SUPPLIED DATA:
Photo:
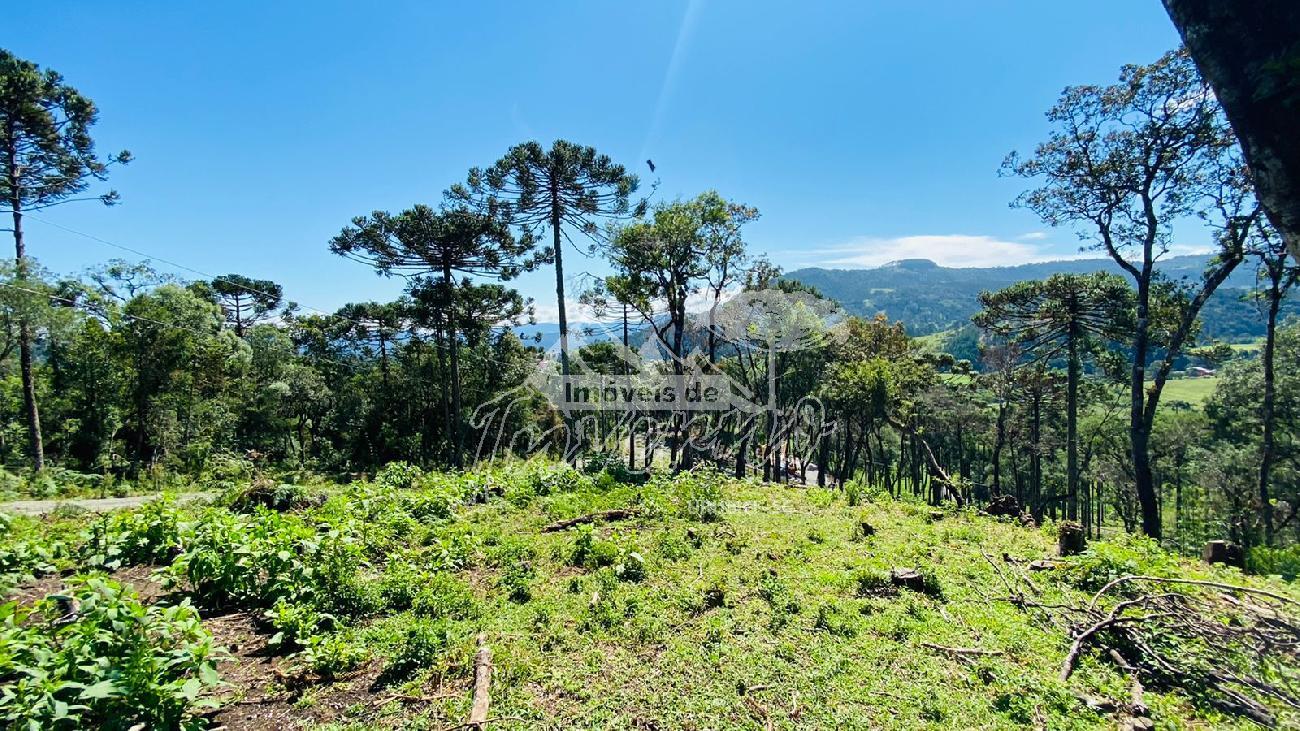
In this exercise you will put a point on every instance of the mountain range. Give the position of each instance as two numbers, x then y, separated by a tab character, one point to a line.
928	298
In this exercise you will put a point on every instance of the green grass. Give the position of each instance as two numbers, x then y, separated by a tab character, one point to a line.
1191	390
720	605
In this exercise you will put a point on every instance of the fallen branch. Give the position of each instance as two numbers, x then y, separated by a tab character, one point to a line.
961	651
1194	582
482	682
1110	621
618	514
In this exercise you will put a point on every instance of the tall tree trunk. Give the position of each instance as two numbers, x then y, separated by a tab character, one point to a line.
557	241
632	431
1071	422
1249	52
1139	435
1266	446
29	380
454	347
1000	440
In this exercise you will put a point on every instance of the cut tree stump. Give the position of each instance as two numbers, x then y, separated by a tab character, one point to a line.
1070	539
1223	552
618	514
482	684
908	579
1004	505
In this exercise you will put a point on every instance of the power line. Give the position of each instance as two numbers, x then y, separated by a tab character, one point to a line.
217	279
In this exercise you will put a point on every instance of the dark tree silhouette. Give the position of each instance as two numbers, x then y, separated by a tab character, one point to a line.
1249	52
47	158
566	187
246	301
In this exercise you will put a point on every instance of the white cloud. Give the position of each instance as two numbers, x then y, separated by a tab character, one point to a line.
947	250
573	311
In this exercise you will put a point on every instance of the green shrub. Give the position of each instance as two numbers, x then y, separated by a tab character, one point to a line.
334	653
398	475
445	597
294	623
632	567
278	497
1274	562
700	493
25	552
1106	561
420	644
872	583
147	535
115	664
590	552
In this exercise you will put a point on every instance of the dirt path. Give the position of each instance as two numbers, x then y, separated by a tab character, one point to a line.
96	505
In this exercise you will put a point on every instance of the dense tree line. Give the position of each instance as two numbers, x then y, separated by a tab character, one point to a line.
126	371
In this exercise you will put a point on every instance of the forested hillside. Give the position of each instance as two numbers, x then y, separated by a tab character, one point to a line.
709	496
928	298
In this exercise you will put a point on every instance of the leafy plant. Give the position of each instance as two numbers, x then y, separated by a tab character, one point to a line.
109	662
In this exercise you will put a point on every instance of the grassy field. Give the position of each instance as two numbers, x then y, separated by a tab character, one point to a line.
1191	390
705	604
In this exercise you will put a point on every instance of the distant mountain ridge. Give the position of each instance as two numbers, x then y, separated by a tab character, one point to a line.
930	298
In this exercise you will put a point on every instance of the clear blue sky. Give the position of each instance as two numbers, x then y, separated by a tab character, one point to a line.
863	130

INSTRUCTIONS TO FOLLOW: Leave every image out, and retype the material exactly.

FINAL ANSWER:
Photo:
In this exercise you will put a point on every instance of the mountain range. Give the position of each instance as two numbers, x then y, separated by a tab character, one point to a line.
928	298
In this exercise you will put a point on every instance of the green grass. Give the position of each instance as two numbers, x then y, separated by a tab character, one point to a line.
1191	390
720	605
In this exercise you will put a point on every instance of the fallen branch. Give the position of each instance as two numbers, x then y, separated by a tab character, one point to a line.
961	651
1194	582
482	682
1110	621
618	514
In this exercise you will put a point on every instance of the tall tree trunk. Give the position of each instance as two numbers, x then y, separated by a tab character, one point to a line.
557	241
632	431
1071	422
1249	52
1139	435
1266	446
29	380
454	347
1000	440
In this exercise you will put a point on every instance of the cut tree stump. Give the position of each instance as two numbers, x then y, separated by a tab character, one point to a line.
1070	539
1223	552
618	514
482	684
908	579
1004	505
In this exercise you will put a point on every instance of the power line. Give the position of each instance as two numbers, x then y, separated by a tab character, one point to a line.
217	279
In this exercise you will put a point on every instance of the dark tree silhouette. Give the position of each instance as two numbers, x then y, separated by a tab character, one point to a line.
1249	52
47	158
566	187
246	301
In this exercise you will put a point on every instance of the white cloud. Give the position of each instance as two numbers, x then y, separated by a tab character, one point to a line.
947	250
573	311
In this exercise you will put a point on every instance of the green shrub. Give the position of each instance as two numbers, x then y, separated by a tab character, one point to a line.
334	653
398	475
445	597
294	623
632	567
278	497
1274	562
700	493
25	552
1106	561
420	644
872	583
147	535
115	664
590	552
In this exercise you will put a point on every instance of the dirt path. Give the position of each instance as two numbers, x then y, separated by a tab character, one point to a line.
96	505
In this exercise you will put a point on every instance of the dense tree line. Give the position of each instance as two numbers, x then y, separated by a tab character, one point to a line.
126	371
In this exercise you will put a point on every instance of the forested hillside. Give the position of each instance as two numbers, x then y, separated by a tab character, one point to a line.
709	496
928	298
In this exercise you will put a point on every instance of the leafy plant. Give the position of each instance as two numbers, x then y, separated by a tab character, one point to a line.
109	662
In this exercise you will put a point on every instance of the grassy field. Give the position of each instance as two numbers, x then y, separated by a tab character, one point to a line.
1191	390
705	604
In this exercise you will put a point on every instance of the distant mountain ridge. Give the position of each instance as two numbers, x then y, separated by a tab character, one point to a line.
930	298
In this exercise you will put a point on every instance of the clear blue sky. Give the position of each instance as two numbers, x then y, separated by a tab character, one point to a line.
863	130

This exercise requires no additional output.